Pope Leo XIV speaks during the presentation of 'Magnifica humanitas,' his first encyclical, focused on the rise of artificial intelligence, at the Vatican's Aula Nuova del Sinodo on Monday.Yara Nardi/Reuters
Pope Leo XIV sounded the alarm against AI this week. It’s a good thing he did because from our government you don’t get a sense of any alarm.
In a 42,300-word encyclical, the pontiff said the risk is that with the AI tidal wave humans will be reduced “to mere cogs.”
His pontifications made a compelling case for major government regulation and global constraints to prevent digital servitude.
“Artificial intelligence,” he proclaimed in his presentation of the encyclical, “now demands to be ‘disarmed,’ freed from logics that turn it into an instrument of domination, exclusion and death.″
There was no initial reaction to the encyclical from AI Minister Evan Solomon, no show of support. Ottawa is soon to release a national AI strategy, but indications from Mr. Solomon are that no sweeping regulation is in the works.
Opinion: Pope Leo has delivered a bold and clarion call on AI
Canada is an AI research leader and more emphasis is being put on exploiting AI’s potential to address our chronic low productivity problem than concern over humans being turned into a subspecies.
Mr. Solomon told an AI conference last week that a lot of job layoffs blamed on AI are not about AI at all.
The American Pope’s manifesto conjured up a new ruling class comprised of Big Tech billionaires and digital machines and runaway AI systems that could bring on mass unemployment, mass inequality, mass misinformation, a diminishing of human creativity and weapons systems operated independently. “The growing ease with which autonomous weapons systems can be deployed makes war more ‘feasible’ and less subject to human control,” the Pope said.

> [Provided information]:
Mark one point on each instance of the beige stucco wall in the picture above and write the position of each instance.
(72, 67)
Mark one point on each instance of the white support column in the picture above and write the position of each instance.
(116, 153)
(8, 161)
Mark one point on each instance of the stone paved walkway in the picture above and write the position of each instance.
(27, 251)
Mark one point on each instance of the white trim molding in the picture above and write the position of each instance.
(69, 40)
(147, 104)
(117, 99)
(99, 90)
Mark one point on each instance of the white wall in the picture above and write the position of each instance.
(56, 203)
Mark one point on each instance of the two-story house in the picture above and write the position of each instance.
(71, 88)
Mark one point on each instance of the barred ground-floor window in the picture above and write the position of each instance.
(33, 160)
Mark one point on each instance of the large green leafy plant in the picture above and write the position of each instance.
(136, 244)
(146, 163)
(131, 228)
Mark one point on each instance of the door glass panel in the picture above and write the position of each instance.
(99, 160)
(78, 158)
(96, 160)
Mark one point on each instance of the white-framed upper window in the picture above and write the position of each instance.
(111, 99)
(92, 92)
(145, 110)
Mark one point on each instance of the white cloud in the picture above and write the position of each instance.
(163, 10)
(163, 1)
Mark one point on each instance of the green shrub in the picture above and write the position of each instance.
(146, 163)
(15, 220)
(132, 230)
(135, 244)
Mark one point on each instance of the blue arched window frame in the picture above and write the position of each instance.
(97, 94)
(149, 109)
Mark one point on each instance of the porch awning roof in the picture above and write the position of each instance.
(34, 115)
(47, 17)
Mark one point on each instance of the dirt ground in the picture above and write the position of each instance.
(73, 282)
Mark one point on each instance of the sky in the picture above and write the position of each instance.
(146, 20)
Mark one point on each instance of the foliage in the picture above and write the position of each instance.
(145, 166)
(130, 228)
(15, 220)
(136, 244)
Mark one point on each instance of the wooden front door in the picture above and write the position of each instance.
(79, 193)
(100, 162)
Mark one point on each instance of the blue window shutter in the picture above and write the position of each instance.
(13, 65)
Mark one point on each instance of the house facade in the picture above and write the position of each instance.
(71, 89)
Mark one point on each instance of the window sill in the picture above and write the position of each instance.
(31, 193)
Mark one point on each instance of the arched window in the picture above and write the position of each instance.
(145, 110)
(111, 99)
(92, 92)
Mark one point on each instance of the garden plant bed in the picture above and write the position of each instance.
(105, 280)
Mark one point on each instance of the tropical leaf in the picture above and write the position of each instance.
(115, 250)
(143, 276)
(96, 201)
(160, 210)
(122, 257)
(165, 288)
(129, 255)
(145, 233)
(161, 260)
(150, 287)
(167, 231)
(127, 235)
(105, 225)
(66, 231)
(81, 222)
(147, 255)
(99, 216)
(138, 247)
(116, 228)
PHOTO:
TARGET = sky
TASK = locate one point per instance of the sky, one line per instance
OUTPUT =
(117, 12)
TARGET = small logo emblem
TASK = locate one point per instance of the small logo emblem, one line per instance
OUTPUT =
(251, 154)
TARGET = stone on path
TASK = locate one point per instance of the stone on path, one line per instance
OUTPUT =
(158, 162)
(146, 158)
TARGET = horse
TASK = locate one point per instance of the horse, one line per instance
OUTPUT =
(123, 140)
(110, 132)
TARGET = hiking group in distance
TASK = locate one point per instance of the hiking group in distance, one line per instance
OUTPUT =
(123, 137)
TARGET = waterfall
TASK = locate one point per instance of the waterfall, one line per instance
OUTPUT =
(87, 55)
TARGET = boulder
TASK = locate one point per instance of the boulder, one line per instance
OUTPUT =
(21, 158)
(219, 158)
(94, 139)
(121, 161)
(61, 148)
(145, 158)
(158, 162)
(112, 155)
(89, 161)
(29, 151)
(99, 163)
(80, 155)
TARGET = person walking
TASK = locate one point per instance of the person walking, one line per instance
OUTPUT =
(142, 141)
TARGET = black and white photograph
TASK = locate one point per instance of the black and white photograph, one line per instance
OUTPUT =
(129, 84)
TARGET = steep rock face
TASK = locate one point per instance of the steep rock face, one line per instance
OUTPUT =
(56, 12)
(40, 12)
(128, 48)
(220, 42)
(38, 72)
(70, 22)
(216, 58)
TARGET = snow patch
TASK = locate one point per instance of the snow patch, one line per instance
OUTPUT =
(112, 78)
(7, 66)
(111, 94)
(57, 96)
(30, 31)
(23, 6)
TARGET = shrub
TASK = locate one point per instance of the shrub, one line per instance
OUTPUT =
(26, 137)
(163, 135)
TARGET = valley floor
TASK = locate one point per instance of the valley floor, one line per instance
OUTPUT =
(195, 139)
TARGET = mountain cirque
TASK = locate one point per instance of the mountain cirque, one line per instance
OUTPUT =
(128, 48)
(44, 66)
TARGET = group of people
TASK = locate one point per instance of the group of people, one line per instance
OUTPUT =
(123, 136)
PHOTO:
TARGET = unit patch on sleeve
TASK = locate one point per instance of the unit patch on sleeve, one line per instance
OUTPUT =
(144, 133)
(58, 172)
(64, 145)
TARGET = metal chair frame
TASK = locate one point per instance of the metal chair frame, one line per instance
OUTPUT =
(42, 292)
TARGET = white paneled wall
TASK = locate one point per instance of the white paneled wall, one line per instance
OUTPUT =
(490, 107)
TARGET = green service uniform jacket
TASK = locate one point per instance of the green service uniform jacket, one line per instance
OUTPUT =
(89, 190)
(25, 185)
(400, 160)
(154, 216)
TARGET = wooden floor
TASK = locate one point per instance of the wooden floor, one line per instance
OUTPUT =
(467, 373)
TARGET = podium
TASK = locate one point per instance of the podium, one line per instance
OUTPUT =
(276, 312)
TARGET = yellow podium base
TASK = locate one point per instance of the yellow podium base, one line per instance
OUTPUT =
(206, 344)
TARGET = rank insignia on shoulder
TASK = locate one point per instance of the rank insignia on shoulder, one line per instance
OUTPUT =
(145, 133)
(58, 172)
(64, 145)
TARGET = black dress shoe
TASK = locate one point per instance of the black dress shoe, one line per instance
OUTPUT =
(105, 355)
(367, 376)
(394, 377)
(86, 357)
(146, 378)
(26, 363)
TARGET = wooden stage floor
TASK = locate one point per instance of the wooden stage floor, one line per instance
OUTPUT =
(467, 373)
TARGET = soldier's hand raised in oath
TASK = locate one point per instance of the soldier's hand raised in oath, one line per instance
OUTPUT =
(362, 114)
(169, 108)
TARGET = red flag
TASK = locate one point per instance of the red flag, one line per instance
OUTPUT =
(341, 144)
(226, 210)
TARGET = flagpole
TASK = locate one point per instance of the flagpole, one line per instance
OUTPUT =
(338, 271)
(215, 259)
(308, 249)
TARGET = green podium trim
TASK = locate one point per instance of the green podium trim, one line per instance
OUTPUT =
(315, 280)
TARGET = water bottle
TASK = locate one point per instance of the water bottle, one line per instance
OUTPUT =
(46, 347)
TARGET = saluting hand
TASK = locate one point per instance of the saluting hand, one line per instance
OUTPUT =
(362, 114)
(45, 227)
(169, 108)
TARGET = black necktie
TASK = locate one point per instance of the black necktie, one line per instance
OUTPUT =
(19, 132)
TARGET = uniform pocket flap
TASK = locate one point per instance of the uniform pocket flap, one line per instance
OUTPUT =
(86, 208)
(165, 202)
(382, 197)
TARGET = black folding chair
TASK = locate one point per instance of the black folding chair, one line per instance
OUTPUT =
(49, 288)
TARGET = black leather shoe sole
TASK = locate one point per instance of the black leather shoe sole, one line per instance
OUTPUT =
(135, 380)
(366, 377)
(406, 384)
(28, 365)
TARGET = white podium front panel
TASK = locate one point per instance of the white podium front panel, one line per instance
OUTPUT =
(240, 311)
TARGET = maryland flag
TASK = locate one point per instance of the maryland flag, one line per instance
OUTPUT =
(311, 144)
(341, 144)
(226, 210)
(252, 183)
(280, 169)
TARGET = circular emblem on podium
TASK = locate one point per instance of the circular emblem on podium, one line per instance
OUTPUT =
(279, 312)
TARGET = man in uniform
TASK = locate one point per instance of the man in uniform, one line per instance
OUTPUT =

> [Exercise 1]:
According to the article on Pope Leo XIV's AI encyclical, how many words long is the encyclical?
> [Exercise 2]:
Resume the article on Pope Leo XIV's AI encyclical, writing on from its last sentence.

> [Task output 1]:
42,300 words.

> [Task output 2]:
Canadian computer scientist Yoshua Bengio, an AI pioneer, strongly welcomed the encyclical, saying public awareness had to be raised and society mobilized to address the AI challenge.
Some said the treatise could have gone further to say that AI was an existential threat. Others said the Pope was fearmongering. One wag cracked that he was doing his utmost to discredit AI because he feared it would prove that there is no God.
Pope Leo denounces ‘culture of power’ driving AI race, calls for regulation
But the upshot is that the anti-AI movement, which has lacked a leader, a dominant voice, now has one – a most powerful one in the form of the spiritual leader of 1.4 billion Catholics.
Paolo Carozza, a Notre Dame Law School professor and co-chair of the Meta Oversight Board, said of the encyclical that “I am convinced that this will prove to be a defining document for our era.” It charts a course “in which technology will serve humans rather than degrade them.”
If not that, the manifesto should prompt more to ask fundamental questions about AI. Such as: Why are humans so intent on ceding more and more power to non-human forces? Why are we outsourcing many of our exceptional capacities to digital and robotic forces that we may not be able to control?
AI spreads over so many domains. In how many of them do we wish to have technology outperform us? In many cases that the Pope didn’t wish to dwell on, such as medical advances, AI could markedly improve the human condition. But the message of the Pope was that we’re taking all these risks more for profit than for the common good. GDP is god.
In a surprising twist at the release of the Pope’s encyclical, Christopher Olah, the 33-year-old Canadian co-founder of Anthropic, which is valued at about US$900-billion, was present. Mr. Olah, an atheist, wants to partner with the Catholic Church and the tech industry to develop safeguards for AI development. He can afford them.
The American economy is being propped up by trillions of dollars in AI-related capital expenditures from the big tech behemoths. The Trump administration is green-lighting unchecked AI deployment like it is red-lighting climate-change programs. The American example, going full steam ahead, will only make it more difficult for Canada to put on the brakes.
There are signs of a backlash brewing. On the left – and to some extent, on the right as well – there is increased bitterness over job losses and AI being of benefit to billionaires and large corporations. College graduates are booing commencement speakers who evoke AI. A Molotov cocktail was heaved at the house of OpenAI’s Sam Altman. Hundreds in Vancouver protested against Telus’s plan to build AI data centres there.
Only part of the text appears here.